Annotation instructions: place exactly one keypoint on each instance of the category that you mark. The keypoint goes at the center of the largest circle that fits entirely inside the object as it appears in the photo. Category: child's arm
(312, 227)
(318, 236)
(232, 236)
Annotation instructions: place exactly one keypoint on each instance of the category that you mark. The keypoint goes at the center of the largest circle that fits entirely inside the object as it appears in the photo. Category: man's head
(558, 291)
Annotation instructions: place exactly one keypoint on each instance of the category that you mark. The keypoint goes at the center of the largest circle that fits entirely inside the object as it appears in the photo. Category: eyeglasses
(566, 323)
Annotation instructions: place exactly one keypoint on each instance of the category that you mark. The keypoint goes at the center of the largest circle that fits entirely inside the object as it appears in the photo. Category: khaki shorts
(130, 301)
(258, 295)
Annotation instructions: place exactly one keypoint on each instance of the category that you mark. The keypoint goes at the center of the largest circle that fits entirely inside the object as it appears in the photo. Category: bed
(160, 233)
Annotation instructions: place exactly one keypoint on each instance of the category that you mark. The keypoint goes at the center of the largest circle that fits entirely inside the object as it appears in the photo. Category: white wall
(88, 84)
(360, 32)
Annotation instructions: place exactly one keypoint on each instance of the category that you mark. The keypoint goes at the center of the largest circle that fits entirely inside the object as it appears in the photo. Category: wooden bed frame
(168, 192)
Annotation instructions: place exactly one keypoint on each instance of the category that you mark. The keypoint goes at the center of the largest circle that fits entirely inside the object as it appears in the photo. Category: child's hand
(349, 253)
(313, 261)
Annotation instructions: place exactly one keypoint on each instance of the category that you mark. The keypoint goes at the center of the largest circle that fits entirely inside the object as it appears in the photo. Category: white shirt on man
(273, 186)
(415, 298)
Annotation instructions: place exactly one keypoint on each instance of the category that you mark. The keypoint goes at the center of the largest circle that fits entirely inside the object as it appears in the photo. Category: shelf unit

#####

Starting with the line that contains "Category: white wall", write out each line through the end of the listing, exactly as it appears, and include nothing else.

Annotation instructions: place exactly one keypoint on each instance of the category that you mark. The keypoint goes at the center of the largest circle that fits entirely inside the object as it appears in the photo. Category: white wall
(88, 84)
(360, 32)
Annotation instructions: place exactly one keypoint on each instance of the category that you mark. The keypoint goes at the center of the largest circle that fits entirely inside the object as it appears in the photo. Category: wooden bed frame
(168, 192)
Annotation instructions: place exactly one keypoint on each instance of the category that you mark. The keypoint goes at the center of the largest circle that fits entirely inside the object as it appears in the photo. Category: child's hand
(349, 253)
(313, 261)
Annotation instructions: place exactly one keypoint on each instance of the category that you mark. The keypoint goes at the center of the largest circle that fits entirely inside the object as it appears in the photo. Category: white shirt on man
(273, 186)
(415, 298)
Annotation instructions: place exactly one keypoint on each instance of the category that you mark. The keypoint goes at the center of the largest circle that fits entirely inside the object as it appears in the photo. Category: shelf unit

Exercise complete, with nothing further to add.